» **Text block**
************
[CRIU] [PATCH 03/11] soccr: add support for half-closed sockets
Andrei Vagin
avagin at virtuozzo.com
Mon Nov 21 17:45:20 PST 2016
On Mon, Nov 21, 2016 at 10:36:29PM +0300, Pavel Emelyanov wrote:
> On 11/11/2016 10:10 AM, Andrei Vagin wrote:
> > From: Andrei Vagin <avagin at virtuozzo.com>
> >
> > A socket is in one of half-closed states, if it sent a fin packet
> > or it received a fin packet.
> >
> > CRIU plays with fin packets to restore half-closed states too.
> >
> > When we need to sent a fin packet from a socket, we can call
> > shutdown(SHUT_WR). When a fin packet has to be restore in
> > a received queue, criu generate a fin packet and send it via
> > a raw ip socket.
> >
> > A raw packet is sent with the SOCCR_MARK mark to be able
> > to not block it.
> >
> > Signed-off-by: Andrei Vagin <avagin at virtuozzo.com>
> > ---
> > criu/Makefile.packages | 2 +-
> > soccr/soccr.c | 165 ++++++++++++++++++++++++++++++++++++++++++++++++-
> > soccr/soccr.h | 18 +++++-
> > 3 files changed, 180 insertions(+), 5 deletions(-)
> >
> > diff --git a/criu/Makefile.packages b/criu/Makefile.packages
> > index 53fbdae..886394f 100644
> > --- a/criu/Makefile.packages
> > +++ b/criu/Makefile.packages
> > @@ -19,7 +19,7 @@ REQ-DEB-PKG-NAMES += libcap-dev
> >
> > REQ-DEB-PKG-TEST-NAMES += libaio-dev
> >
> > -export LIBS += -lrt -lpthread -lprotobuf-c -ldl -lnl-3 -lsoccr -Lsoccr/
> > +export LIBS += -lrt -lpthread -lprotobuf-c -ldl -lnl-3 -lsoccr -Lsoccr/ -lnet
> >
> > check-packages-failed:
> > $(warning Can not find some of the required libraries)
> > diff --git a/soccr/soccr.c b/soccr/soccr.c
> > index 7c6bfb1..af39eda 100644
> > --- a/soccr/soccr.c
> > +++ b/soccr/soccr.c
> > @@ -4,6 +4,9 @@
> > #include <sys/ioctl.h>
> > #include <errno.h>
> > #include <linux/sockios.h>
> > +#include <libnet.h>
> > +#include <assert.h>
> > +
> > #include "soccr.h"
************
» **Exercises to complete**
a - List every file that the diffstat in the patch message shows as changed.
b - Answer these questions from the patch message:
(i) With what mark is a raw packet sent?
(ii) Which flag is added to the end of the LIBS line in criu/Makefile.packages?
(iii) How many insertions and deletions does the patch make in total?

» **Supplied material**
************
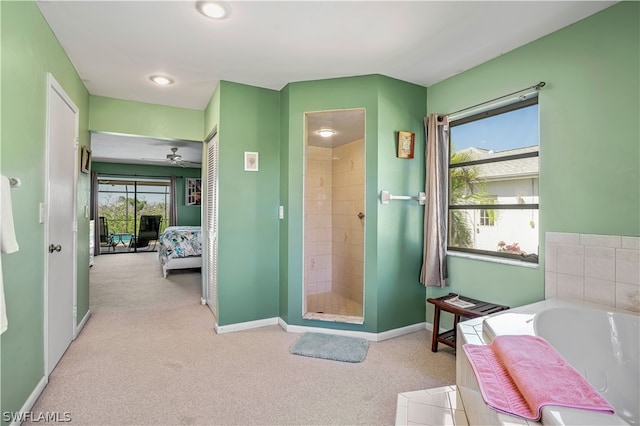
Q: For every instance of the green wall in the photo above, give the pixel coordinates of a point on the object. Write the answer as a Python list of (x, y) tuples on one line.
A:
[(589, 139), (187, 215), (248, 201), (143, 119), (29, 52), (393, 296), (401, 297)]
************
» **The responses**
a -
criu/Makefile.packages
soccr/soccr.c
soccr/soccr.h

b -
(i) SOCCR_MARK
(ii) -lnet
(iii) 180 insertions and 5 deletions